GIVEN TASK>
Copy the records from their start through the line containing "column 896, row 269", swapping "scouting tally" for "survey count" and changing nothing else. Leave the pictures out.

SOURCE MATERIAL>
··········

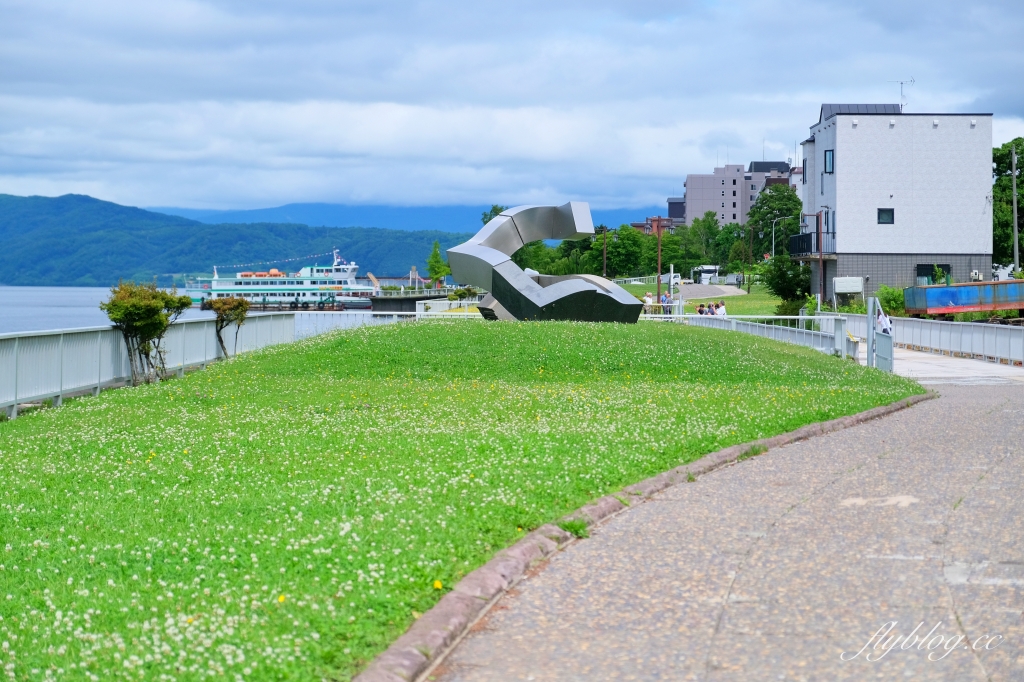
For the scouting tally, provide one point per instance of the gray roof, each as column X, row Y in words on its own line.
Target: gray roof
column 768, row 166
column 828, row 111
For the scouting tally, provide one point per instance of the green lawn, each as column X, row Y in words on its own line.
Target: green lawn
column 289, row 513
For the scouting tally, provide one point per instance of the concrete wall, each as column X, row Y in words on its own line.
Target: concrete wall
column 896, row 269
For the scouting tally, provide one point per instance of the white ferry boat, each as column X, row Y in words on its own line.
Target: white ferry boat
column 315, row 287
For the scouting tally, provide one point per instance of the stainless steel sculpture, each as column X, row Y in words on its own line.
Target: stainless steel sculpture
column 485, row 261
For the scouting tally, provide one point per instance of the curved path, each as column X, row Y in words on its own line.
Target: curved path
column 771, row 568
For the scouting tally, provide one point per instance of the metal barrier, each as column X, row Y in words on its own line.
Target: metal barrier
column 999, row 343
column 829, row 337
column 311, row 324
column 38, row 366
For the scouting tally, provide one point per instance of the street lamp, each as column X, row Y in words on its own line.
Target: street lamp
column 659, row 224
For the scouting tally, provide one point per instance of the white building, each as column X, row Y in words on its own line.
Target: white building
column 895, row 195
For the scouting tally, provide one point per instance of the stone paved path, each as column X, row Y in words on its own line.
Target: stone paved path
column 772, row 568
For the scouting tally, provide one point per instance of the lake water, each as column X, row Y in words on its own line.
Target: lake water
column 38, row 308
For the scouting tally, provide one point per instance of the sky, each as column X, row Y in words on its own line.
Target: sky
column 249, row 103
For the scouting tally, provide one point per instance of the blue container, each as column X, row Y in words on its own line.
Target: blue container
column 967, row 297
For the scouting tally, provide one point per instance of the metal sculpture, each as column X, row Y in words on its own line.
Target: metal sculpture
column 485, row 261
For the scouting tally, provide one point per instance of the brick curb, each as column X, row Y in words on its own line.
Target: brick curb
column 444, row 624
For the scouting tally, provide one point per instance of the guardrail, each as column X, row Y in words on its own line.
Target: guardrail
column 829, row 337
column 38, row 366
column 995, row 343
column 311, row 324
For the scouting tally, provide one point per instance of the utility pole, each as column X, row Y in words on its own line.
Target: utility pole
column 1013, row 165
column 750, row 228
column 658, row 223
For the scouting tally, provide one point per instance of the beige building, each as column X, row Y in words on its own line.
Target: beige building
column 729, row 192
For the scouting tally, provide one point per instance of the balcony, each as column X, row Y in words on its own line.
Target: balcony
column 807, row 244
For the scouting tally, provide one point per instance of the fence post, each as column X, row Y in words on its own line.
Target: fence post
column 99, row 363
column 59, row 396
column 12, row 410
column 870, row 331
column 839, row 336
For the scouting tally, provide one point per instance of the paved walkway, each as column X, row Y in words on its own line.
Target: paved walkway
column 772, row 568
column 930, row 369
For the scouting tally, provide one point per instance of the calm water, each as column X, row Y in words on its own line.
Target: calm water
column 37, row 308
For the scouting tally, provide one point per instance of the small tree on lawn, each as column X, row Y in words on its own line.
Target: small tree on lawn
column 229, row 310
column 174, row 306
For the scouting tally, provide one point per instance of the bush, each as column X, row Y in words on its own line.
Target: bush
column 892, row 300
column 786, row 279
column 142, row 312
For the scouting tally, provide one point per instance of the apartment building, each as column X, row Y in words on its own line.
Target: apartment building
column 888, row 196
column 729, row 192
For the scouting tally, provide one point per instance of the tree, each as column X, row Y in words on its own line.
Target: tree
column 495, row 211
column 777, row 202
column 625, row 252
column 229, row 310
column 174, row 306
column 436, row 267
column 142, row 313
column 1003, row 202
column 726, row 237
column 786, row 279
column 701, row 236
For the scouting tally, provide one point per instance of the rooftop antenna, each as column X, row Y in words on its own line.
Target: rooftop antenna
column 902, row 99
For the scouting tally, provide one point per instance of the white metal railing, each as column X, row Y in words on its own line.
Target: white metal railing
column 311, row 324
column 651, row 279
column 824, row 334
column 443, row 305
column 37, row 366
column 1000, row 343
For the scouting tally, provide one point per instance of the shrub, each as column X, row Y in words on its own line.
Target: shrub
column 142, row 313
column 229, row 310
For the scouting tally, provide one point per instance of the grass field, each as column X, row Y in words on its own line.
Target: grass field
column 289, row 513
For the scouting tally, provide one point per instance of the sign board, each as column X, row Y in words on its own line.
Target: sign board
column 848, row 285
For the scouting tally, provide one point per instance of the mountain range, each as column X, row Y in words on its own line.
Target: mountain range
column 442, row 218
column 76, row 240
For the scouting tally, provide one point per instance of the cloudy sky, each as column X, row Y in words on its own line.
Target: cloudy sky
column 246, row 103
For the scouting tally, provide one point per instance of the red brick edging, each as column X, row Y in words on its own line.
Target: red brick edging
column 438, row 629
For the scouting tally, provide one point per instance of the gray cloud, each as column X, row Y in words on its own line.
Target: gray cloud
column 222, row 103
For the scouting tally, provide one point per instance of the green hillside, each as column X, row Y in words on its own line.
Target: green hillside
column 80, row 241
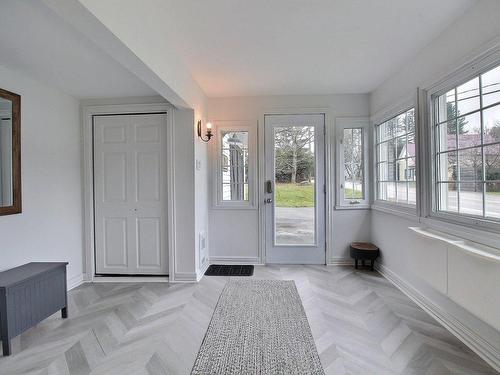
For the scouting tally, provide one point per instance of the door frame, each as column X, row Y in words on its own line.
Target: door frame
column 329, row 173
column 88, row 112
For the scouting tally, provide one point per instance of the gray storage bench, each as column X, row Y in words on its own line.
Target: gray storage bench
column 29, row 294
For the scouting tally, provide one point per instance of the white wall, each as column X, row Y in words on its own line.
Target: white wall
column 50, row 226
column 146, row 49
column 234, row 233
column 466, row 285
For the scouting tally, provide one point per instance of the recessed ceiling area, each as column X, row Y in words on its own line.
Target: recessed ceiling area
column 39, row 43
column 262, row 47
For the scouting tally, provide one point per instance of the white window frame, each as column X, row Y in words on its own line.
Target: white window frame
column 342, row 123
column 402, row 209
column 477, row 67
column 234, row 126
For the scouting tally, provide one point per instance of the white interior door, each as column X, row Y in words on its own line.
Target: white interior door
column 295, row 189
column 130, row 194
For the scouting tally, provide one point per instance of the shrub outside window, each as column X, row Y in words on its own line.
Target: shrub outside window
column 466, row 126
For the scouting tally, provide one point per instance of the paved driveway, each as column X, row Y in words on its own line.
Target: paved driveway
column 294, row 226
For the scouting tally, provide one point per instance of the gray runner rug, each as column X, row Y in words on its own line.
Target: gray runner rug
column 258, row 327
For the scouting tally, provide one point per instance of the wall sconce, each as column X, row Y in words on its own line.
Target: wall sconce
column 208, row 133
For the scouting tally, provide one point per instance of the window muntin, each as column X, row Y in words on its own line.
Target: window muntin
column 396, row 160
column 353, row 166
column 234, row 166
column 466, row 126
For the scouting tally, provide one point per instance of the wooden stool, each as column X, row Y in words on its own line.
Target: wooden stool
column 364, row 251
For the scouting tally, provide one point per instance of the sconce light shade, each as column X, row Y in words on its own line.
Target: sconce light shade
column 208, row 134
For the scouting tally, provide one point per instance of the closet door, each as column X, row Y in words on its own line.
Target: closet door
column 130, row 192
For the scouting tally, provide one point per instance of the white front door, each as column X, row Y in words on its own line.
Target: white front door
column 130, row 194
column 295, row 189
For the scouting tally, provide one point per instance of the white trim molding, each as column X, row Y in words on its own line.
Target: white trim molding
column 216, row 160
column 342, row 123
column 75, row 281
column 341, row 261
column 329, row 172
column 88, row 112
column 235, row 260
column 473, row 333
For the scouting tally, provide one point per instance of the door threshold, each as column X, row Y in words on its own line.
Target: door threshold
column 130, row 279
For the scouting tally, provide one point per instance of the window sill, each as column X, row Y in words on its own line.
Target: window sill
column 405, row 212
column 480, row 235
column 353, row 207
column 487, row 253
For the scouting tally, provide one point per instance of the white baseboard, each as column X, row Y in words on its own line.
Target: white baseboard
column 341, row 262
column 468, row 335
column 202, row 271
column 235, row 260
column 184, row 277
column 130, row 279
column 75, row 281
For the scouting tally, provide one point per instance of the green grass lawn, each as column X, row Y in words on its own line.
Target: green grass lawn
column 348, row 193
column 293, row 195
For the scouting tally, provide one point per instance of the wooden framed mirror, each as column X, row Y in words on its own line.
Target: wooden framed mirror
column 10, row 153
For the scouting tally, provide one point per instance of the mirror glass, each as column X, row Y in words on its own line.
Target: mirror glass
column 6, row 176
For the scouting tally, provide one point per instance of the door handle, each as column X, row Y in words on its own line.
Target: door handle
column 269, row 186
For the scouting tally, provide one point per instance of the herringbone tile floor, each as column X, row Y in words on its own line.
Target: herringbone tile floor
column 360, row 322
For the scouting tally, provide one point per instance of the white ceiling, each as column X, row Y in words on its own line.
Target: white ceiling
column 36, row 41
column 265, row 47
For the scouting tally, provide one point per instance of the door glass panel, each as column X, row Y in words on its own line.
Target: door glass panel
column 294, row 198
column 234, row 163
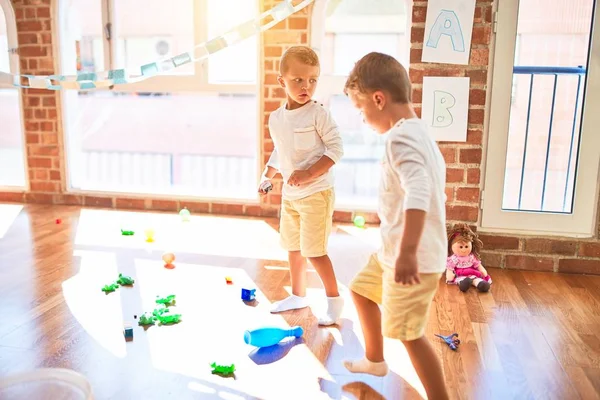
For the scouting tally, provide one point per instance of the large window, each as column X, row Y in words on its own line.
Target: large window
column 192, row 131
column 543, row 149
column 342, row 32
column 12, row 157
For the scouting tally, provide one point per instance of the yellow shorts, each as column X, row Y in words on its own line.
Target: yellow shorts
column 405, row 309
column 306, row 223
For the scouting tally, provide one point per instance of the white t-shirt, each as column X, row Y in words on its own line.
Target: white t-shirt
column 413, row 177
column 301, row 137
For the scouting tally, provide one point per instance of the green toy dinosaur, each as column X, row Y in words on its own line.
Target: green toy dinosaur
column 125, row 280
column 223, row 369
column 110, row 288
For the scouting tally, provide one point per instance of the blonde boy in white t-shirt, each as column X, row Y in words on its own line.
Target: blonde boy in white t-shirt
column 307, row 144
column 403, row 276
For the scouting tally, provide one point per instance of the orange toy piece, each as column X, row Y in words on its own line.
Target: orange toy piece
column 168, row 258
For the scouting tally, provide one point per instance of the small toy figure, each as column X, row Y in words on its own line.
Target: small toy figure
column 223, row 369
column 168, row 258
column 359, row 221
column 248, row 294
column 184, row 214
column 125, row 280
column 450, row 340
column 128, row 331
column 463, row 265
column 110, row 288
column 166, row 301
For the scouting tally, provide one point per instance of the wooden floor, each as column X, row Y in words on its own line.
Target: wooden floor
column 534, row 336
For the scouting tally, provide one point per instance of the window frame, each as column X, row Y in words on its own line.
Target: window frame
column 14, row 68
column 582, row 221
column 198, row 82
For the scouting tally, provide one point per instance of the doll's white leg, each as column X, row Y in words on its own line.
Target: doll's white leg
column 481, row 285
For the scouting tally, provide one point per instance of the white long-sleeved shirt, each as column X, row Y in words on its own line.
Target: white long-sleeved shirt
column 301, row 137
column 413, row 177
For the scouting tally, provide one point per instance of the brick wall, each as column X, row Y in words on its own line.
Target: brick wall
column 45, row 156
column 464, row 162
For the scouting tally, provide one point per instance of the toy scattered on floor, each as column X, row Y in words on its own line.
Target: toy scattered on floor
column 359, row 221
column 266, row 187
column 168, row 258
column 110, row 288
column 223, row 369
column 269, row 336
column 167, row 301
column 149, row 235
column 125, row 280
column 248, row 294
column 450, row 340
column 184, row 214
column 128, row 331
column 463, row 265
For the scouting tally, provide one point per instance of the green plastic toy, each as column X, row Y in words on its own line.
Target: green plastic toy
column 110, row 288
column 223, row 369
column 125, row 280
column 147, row 319
column 166, row 301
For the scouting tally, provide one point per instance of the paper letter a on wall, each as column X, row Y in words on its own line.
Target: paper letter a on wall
column 447, row 24
column 442, row 103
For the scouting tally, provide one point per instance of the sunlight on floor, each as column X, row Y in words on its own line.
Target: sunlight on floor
column 99, row 314
column 210, row 235
column 8, row 214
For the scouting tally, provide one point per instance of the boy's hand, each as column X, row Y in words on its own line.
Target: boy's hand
column 299, row 177
column 407, row 270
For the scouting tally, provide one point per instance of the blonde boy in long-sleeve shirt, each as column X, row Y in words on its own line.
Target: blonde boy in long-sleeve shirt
column 307, row 144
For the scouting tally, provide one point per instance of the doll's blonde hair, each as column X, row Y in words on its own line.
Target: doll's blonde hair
column 463, row 233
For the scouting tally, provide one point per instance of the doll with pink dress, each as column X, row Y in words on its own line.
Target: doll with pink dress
column 463, row 265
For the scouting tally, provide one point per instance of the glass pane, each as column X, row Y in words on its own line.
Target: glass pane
column 184, row 144
column 12, row 157
column 150, row 30
column 225, row 67
column 353, row 29
column 551, row 56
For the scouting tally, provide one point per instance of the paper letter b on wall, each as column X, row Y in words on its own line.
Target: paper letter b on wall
column 442, row 103
column 445, row 107
column 448, row 30
column 447, row 23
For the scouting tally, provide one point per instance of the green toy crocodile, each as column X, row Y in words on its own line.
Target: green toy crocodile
column 125, row 280
column 110, row 288
column 223, row 369
column 166, row 301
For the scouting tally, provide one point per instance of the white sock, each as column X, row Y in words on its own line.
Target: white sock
column 334, row 310
column 289, row 303
column 365, row 366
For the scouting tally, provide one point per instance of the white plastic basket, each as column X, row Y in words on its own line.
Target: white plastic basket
column 46, row 383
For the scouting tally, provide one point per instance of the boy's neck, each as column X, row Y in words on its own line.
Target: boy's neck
column 396, row 112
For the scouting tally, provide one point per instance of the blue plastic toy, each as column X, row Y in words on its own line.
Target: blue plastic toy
column 270, row 335
column 450, row 340
column 248, row 294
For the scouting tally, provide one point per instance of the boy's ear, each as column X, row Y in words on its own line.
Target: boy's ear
column 281, row 81
column 379, row 99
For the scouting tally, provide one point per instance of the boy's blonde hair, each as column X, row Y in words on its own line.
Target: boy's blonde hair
column 304, row 54
column 378, row 71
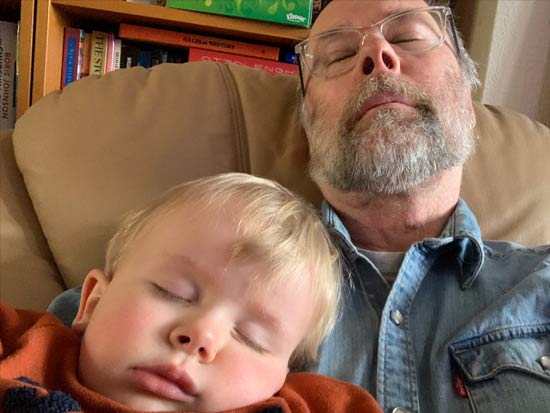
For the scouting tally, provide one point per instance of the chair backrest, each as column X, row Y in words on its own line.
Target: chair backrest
column 107, row 144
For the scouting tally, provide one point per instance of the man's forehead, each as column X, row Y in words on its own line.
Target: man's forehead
column 360, row 13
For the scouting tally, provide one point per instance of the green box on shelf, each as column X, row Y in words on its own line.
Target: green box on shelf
column 293, row 12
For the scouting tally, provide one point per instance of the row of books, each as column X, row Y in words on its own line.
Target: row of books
column 99, row 52
column 8, row 73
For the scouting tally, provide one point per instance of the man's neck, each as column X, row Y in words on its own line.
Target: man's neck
column 395, row 222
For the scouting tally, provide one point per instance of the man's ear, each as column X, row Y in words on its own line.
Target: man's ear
column 92, row 290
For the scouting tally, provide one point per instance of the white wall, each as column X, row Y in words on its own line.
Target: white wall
column 518, row 64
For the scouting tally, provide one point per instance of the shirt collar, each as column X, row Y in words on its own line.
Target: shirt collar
column 462, row 228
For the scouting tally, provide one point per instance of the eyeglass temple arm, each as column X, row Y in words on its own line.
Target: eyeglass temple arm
column 455, row 37
column 301, row 74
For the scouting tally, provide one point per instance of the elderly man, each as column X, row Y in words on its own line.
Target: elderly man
column 434, row 318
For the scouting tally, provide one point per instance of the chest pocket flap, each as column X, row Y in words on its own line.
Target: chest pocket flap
column 525, row 348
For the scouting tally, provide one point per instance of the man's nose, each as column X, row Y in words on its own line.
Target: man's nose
column 377, row 56
column 202, row 338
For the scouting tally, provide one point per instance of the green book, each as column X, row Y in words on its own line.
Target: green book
column 293, row 12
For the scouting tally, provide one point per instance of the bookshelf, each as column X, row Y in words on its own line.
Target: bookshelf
column 52, row 16
column 23, row 11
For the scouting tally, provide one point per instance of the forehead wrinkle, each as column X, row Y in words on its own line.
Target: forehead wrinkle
column 374, row 20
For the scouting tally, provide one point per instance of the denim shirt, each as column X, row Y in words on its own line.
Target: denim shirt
column 465, row 327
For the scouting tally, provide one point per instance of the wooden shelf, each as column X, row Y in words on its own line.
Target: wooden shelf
column 54, row 15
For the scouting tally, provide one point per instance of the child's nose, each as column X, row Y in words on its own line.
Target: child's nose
column 202, row 340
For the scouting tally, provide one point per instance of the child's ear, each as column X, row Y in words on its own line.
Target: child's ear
column 92, row 290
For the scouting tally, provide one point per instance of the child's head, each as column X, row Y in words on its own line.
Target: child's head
column 207, row 296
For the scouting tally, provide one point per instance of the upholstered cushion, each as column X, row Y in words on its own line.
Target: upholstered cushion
column 105, row 145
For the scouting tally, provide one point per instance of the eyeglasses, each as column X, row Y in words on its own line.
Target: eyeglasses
column 334, row 52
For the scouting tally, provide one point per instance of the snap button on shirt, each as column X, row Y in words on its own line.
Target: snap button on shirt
column 397, row 319
column 545, row 362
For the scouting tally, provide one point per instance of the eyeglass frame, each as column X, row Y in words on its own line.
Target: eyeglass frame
column 448, row 14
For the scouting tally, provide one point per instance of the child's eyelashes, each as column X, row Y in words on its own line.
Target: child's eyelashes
column 239, row 336
column 166, row 293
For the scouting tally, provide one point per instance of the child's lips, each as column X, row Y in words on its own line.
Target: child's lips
column 166, row 381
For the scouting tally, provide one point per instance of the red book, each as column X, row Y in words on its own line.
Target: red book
column 174, row 38
column 269, row 66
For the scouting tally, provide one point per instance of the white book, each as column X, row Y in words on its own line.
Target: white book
column 8, row 75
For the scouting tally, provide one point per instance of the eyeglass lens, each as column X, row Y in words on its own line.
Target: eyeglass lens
column 333, row 53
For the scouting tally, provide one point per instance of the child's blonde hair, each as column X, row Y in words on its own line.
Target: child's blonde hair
column 274, row 225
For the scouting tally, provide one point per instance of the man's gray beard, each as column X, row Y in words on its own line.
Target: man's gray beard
column 398, row 151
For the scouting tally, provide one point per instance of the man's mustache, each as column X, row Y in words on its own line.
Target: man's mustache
column 379, row 86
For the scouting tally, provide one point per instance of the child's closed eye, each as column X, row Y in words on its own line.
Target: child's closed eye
column 170, row 294
column 247, row 341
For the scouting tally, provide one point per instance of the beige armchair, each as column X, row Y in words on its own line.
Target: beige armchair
column 78, row 159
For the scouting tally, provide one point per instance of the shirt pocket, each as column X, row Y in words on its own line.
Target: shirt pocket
column 506, row 370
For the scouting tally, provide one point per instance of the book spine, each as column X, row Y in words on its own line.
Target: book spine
column 86, row 50
column 269, row 66
column 8, row 53
column 174, row 38
column 73, row 55
column 117, row 55
column 98, row 53
column 110, row 63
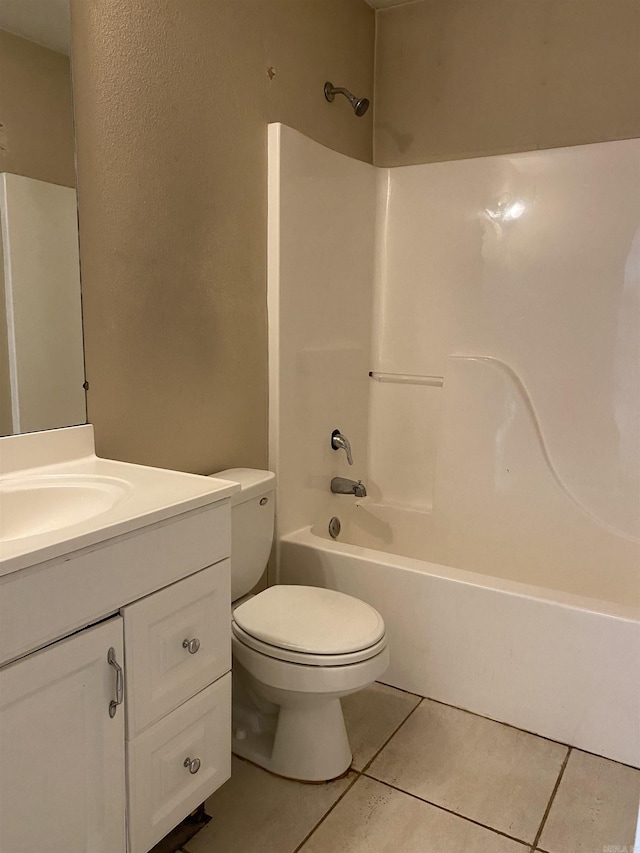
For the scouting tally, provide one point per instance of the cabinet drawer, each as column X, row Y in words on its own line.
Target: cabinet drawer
column 162, row 670
column 162, row 790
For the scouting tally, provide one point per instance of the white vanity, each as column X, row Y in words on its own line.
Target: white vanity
column 115, row 658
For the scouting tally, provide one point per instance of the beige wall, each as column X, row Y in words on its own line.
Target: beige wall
column 36, row 136
column 172, row 99
column 465, row 78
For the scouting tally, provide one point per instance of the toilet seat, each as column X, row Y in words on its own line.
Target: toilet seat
column 307, row 658
column 311, row 625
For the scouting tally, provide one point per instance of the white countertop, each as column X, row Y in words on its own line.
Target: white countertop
column 150, row 495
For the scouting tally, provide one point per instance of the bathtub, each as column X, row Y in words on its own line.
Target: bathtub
column 551, row 661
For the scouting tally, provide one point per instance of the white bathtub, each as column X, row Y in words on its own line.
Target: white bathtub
column 552, row 662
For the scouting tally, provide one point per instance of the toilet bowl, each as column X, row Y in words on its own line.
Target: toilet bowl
column 296, row 651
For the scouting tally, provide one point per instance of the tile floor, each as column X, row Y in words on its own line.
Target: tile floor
column 429, row 778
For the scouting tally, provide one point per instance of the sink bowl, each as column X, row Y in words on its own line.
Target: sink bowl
column 36, row 505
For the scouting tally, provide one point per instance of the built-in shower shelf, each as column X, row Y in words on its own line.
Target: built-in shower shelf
column 407, row 378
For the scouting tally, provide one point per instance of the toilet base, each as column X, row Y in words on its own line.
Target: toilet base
column 304, row 740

··········

RESULT OF THE EXERCISE>
For the survey count, provide one point per instance of the gray roof, each as column X, row Y in words on its own line.
Target: gray roof
column 768, row 166
column 828, row 111
For the survey count, provide one point per instance of the green lawn, each as column X, row Y in words on its own line.
Target: green lawn
column 289, row 513
For the survey count, provide one point per instance of the concrete wall, each as column X, row Y in words on its own line.
Target: concrete wall
column 896, row 269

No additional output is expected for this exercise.